### Written problem A
Turn the lines of the listing into a numbered list, leaving out blank lines, for the part that opens with the first line of the listing and closes with the line containing "POLYGON ((111 301, 112", both included.

───── Quoted passage ─────

# what are these shiny brown moving spheres!!!???



## MoreWater (Jun 2, 2008)

They sit still all day, but come dusk they move around pretty quickly. They are on two cork mounts in my office case, but are also spreading. wah! 

I did a soap dunk and an orthene WP bath on Sunday and got rid of quite a lot, but they are still there.... I also found a mealie (where there's one there's....) and a couple of other things with wings. 

Attempts at mugshots below. The photos contain cork, ang root, and bug/pest/shiny brown thing.








​


----------



## Heather (Jun 2, 2008)

Uh oh - you're still at work! Go home, girl!!

(ps, I have no idea! although sometimes my besseaes and hybrids sometimes get water droplets on the underside of the leaves and they sort of remind me of this....water, humidity, no sun....dunno? Just a thought...)


----------



## Ron-NY (Jun 2, 2008)

I'm still at work too...I would suspect some type of bark beetle but it is difficult to tell from the pic.


----------



## MoreWater (Jun 2, 2008)

I can't get in any closer than this. Maybe I should find my loupe (it's rolling around the floor of my car somewhere).

I'm not at work, btw. For the record. I've got some volunteer newsletter stuff to do now. 

They look like what plum scale sounds like - that stuff they have out in hawaii and Cal (where the mounts came from). Any thoughts?


----------



## NYEric (Jun 2, 2008)

Mites?


----------



## Heather (Jun 2, 2008)

MoreWater said:


> I'm not at work, btw. For the record. I've got some volunteer newsletter stuff to do now.



Oh right, me neither...oh wait, I'm here! I guess I am still at work...


----------



## cwt (Jun 3, 2008)

Scary!!!!


----------



## NYEric (Jun 3, 2008)

───── Extracted information ─────

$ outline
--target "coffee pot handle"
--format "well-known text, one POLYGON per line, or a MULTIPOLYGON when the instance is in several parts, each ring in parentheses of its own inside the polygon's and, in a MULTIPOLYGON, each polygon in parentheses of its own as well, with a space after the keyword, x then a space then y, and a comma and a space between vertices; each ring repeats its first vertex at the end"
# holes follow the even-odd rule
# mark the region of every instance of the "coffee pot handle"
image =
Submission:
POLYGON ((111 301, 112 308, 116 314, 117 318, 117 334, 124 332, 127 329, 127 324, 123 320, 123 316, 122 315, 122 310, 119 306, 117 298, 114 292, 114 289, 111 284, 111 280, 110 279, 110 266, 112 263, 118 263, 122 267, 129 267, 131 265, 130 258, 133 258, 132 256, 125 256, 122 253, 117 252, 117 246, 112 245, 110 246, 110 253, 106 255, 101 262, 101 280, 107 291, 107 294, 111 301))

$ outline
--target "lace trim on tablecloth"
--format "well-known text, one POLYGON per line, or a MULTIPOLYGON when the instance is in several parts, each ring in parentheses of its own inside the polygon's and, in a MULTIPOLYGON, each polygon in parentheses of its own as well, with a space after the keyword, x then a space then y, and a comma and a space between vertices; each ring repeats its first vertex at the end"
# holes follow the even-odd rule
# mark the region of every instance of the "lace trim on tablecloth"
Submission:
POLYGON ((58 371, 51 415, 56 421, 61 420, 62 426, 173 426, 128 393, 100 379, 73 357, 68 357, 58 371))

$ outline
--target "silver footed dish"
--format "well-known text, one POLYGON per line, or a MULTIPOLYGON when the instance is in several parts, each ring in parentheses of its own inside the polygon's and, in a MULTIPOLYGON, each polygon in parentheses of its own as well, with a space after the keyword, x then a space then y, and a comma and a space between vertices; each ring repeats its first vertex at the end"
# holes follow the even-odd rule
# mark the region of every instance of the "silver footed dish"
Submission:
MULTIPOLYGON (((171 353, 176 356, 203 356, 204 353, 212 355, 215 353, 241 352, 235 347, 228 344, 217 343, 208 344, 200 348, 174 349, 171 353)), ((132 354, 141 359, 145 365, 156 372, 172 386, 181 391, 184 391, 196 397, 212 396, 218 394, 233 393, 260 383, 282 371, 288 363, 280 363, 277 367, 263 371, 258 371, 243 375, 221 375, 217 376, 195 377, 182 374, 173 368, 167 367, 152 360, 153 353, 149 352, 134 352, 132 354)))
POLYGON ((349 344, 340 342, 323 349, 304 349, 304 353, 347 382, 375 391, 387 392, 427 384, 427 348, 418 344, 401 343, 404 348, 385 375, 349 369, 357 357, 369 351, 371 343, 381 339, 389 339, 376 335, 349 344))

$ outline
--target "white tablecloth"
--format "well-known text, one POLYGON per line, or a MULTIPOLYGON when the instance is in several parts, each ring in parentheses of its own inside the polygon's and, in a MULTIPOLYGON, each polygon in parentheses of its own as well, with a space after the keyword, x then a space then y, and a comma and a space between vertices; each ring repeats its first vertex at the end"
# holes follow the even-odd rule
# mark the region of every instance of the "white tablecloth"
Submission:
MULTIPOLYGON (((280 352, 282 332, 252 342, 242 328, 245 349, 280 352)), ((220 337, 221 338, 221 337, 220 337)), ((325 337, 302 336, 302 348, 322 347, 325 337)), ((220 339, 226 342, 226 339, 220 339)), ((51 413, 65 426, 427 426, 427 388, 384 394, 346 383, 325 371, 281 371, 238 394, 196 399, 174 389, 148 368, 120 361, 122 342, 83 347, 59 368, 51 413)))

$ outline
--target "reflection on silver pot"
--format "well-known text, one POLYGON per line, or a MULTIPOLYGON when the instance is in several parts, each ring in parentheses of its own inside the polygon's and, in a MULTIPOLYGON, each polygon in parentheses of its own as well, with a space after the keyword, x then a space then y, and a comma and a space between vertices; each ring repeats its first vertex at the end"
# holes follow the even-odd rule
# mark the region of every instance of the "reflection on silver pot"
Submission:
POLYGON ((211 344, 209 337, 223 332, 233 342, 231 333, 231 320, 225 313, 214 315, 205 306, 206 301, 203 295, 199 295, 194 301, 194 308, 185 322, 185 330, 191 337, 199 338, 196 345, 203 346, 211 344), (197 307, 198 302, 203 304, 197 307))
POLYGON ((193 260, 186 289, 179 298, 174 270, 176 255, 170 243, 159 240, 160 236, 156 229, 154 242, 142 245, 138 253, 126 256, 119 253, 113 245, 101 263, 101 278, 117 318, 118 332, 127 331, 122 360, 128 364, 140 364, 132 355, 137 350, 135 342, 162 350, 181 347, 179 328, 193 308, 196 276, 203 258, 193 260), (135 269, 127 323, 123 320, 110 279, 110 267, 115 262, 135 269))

─────

### Written problem B
Return the whole forum thread about the shiny brown moving spheres, word for word.

### Written solution A
1. $ outline
2. --target "coffee pot handle"
3. --format "well-known text, one POLYGON per line, or a MULTIPOLYGON when the instance is in several parts, each ring in parentheses of its own inside the polygon's and, in a MULTIPOLYGON, each polygon in parentheses of its own as well, with a space after the keyword, x then a space then y, and a comma and a space between vertices; each ring repeats its first vertex at the end"
4. # holes follow the even-odd rule
5. # mark the region of every instance of the "coffee pot handle"
6. image =
7. Submission:
8. POLYGON ((111 301, 112 308, 116 314, 117 318, 117 334, 124 332, 127 329, 127 324, 123 320, 123 316, 122 315, 122 310, 119 306, 117 298, 114 292, 114 289, 111 284, 111 280, 110 279, 110 266, 112 263, 118 263, 122 267, 129 267, 131 265, 130 258, 133 258, 132 256, 125 256, 122 253, 117 252, 117 246, 112 245, 110 246, 110 253, 106 255, 101 262, 101 280, 107 291, 107 294, 111 301))

### Written solution B
# what are these shiny brown moving spheres!!!???



## MoreWater (Jun 2, 2008)

They sit still all day, but come dusk they move around pretty quickly. They are on two cork mounts in my office case, but are also spreading. wah! 

I did a soap dunk and an orthene WP bath on Sunday and got rid of quite a lot, but they are still there.... I also found a mealie (where there's one there's....) and a couple of other things with wings. 

Attempts at mugshots below. The photos contain cork, ang root, and bug/pest/shiny brown thing.








​


----------



## Heather (Jun 2, 2008)

Uh oh - you're still at work! Go home, girl!!

(ps, I have no idea! although sometimes my besseaes and hybrids sometimes get water droplets on the underside of the leaves and they sort of remind me of this....water, humidity, no sun....dunno? Just a thought...)


----------



## Ron-NY (Jun 2, 2008)

I'm still at work too...I would suspect some type of bark beetle but it is difficult to tell from the pic.


----------



## MoreWater (Jun 2, 2008)

I can't get in any closer than this. Maybe I should find my loupe (it's rolling around the floor of my car somewhere).

I'm not at work, btw. For the record. I've got some volunteer newsletter stuff to do now. 

They look like what plum scale sounds like - that stuff they have out in hawaii and Cal (where the mounts came from). Any thoughts?


----------



## NYEric (Jun 2, 2008)

Mites?


----------



## Heather (Jun 2, 2008)

MoreWater said:


> I'm not at work, btw. For the record. I've got some volunteer newsletter stuff to do now.



Oh right, me neither...oh wait, I'm here! I guess I am still at work...


----------



## cwt (Jun 3, 2008)

Scary!!!!


----------



## NYEric (Jun 3, 2008)